> [Given problem]
Repeat each line exactly as it is written.

-- BEGIN Data rows --

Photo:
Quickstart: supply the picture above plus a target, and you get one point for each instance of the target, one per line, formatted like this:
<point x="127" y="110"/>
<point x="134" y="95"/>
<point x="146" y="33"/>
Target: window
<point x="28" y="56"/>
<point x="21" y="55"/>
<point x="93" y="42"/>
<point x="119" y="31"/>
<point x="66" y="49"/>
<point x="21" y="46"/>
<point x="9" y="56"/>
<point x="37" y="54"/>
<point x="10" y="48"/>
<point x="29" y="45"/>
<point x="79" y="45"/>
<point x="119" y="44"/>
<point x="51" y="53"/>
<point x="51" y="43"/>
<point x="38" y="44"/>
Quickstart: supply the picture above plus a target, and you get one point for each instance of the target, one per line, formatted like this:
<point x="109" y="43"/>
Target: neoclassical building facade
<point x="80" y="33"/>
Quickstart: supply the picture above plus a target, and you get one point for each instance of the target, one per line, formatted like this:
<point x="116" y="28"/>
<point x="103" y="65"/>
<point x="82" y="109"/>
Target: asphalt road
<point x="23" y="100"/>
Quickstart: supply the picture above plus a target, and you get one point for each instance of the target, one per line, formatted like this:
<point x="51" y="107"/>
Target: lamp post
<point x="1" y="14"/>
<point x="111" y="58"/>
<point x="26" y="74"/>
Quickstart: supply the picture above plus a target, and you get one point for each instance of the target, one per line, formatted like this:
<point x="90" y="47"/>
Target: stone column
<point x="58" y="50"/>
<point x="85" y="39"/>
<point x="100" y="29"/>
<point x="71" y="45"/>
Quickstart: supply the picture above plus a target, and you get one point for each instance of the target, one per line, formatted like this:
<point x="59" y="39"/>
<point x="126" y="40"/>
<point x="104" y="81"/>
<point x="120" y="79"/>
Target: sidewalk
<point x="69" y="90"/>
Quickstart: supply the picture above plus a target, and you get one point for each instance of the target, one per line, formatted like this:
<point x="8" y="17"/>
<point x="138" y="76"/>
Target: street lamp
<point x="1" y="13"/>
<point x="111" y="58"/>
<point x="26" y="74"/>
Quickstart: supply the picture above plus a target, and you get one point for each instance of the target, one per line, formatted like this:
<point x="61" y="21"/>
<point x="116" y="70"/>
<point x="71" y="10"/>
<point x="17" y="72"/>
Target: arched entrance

-- END Data rows --

> [Written answer]
Photo:
Quickstart: supply the picture above plus a target, and you get one point for each instance of the target, one per line, formatted like this:
<point x="127" y="110"/>
<point x="134" y="95"/>
<point x="146" y="33"/>
Target: window
<point x="28" y="56"/>
<point x="21" y="55"/>
<point x="93" y="42"/>
<point x="119" y="31"/>
<point x="66" y="49"/>
<point x="21" y="46"/>
<point x="9" y="56"/>
<point x="37" y="54"/>
<point x="10" y="48"/>
<point x="29" y="45"/>
<point x="79" y="45"/>
<point x="119" y="44"/>
<point x="51" y="53"/>
<point x="51" y="43"/>
<point x="38" y="44"/>
Quickstart: supply the picture above plus a target, and you get one point for each instance of the target, one per line, formatted like this:
<point x="109" y="43"/>
Target: neoclassical building facade
<point x="80" y="33"/>
Quickstart: supply the picture above plus a target, and you get one point for each instance of the target, one per line, formatted like this:
<point x="116" y="28"/>
<point x="103" y="65"/>
<point x="82" y="109"/>
Target: asphalt road
<point x="23" y="100"/>
Quickstart: supply the picture above plus a target, and you get one point for each instance of the target, one per line, formatted like this:
<point x="51" y="107"/>
Target: lamp post
<point x="1" y="14"/>
<point x="111" y="58"/>
<point x="26" y="74"/>
Quickstart: supply the picture above plus a target, and you get one point for each instance of the target, one per line, formatted like this:
<point x="90" y="47"/>
Target: stone column
<point x="58" y="50"/>
<point x="85" y="39"/>
<point x="100" y="29"/>
<point x="71" y="45"/>
Quickstart: supply the picture above plus a target, and you get one point for each instance of the target, one per line, formatted like this:
<point x="59" y="39"/>
<point x="126" y="40"/>
<point x="104" y="81"/>
<point x="120" y="79"/>
Target: sidewalk
<point x="69" y="90"/>
Quickstart: supply the picture above plus a target, and you get one point for each instance of the target, one per line, formatted like this:
<point x="8" y="17"/>
<point x="138" y="76"/>
Target: street lamp
<point x="1" y="13"/>
<point x="111" y="58"/>
<point x="26" y="74"/>
Quickstart: supply the picture above plus a target, and you get one point for each instance of the target, one per line, formatted like this:
<point x="61" y="21"/>
<point x="116" y="70"/>
<point x="71" y="10"/>
<point x="17" y="72"/>
Target: arched entrance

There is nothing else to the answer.